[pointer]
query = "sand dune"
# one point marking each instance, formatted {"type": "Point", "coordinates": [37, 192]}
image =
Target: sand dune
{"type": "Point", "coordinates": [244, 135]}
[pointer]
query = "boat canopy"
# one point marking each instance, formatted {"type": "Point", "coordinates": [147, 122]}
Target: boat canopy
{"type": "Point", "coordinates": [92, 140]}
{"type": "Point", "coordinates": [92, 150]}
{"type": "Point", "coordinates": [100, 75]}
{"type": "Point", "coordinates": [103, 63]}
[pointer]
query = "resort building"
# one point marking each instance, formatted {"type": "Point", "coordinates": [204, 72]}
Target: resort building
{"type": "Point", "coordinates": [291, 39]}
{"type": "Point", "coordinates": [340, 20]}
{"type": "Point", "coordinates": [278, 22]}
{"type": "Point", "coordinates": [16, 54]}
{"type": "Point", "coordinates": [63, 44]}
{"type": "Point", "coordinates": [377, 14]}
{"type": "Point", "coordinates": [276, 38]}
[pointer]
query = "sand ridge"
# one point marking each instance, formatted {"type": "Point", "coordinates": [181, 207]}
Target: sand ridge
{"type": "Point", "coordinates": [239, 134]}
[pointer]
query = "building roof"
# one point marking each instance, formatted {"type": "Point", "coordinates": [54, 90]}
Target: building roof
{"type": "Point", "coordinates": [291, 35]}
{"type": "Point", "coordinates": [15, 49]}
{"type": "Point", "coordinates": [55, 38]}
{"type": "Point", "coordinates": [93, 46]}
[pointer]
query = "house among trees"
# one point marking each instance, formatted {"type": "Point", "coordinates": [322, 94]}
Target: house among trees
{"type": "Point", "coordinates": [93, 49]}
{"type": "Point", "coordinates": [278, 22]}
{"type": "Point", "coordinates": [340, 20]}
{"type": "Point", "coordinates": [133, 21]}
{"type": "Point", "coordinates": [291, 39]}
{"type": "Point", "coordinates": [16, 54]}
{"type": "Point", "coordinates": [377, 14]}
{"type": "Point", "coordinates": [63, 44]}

▶ WORK TO COMPLETE: Within the records above, determine the number of lines that hold the word "instance" and return only that value.

▶ EXERCISE OUTPUT: 6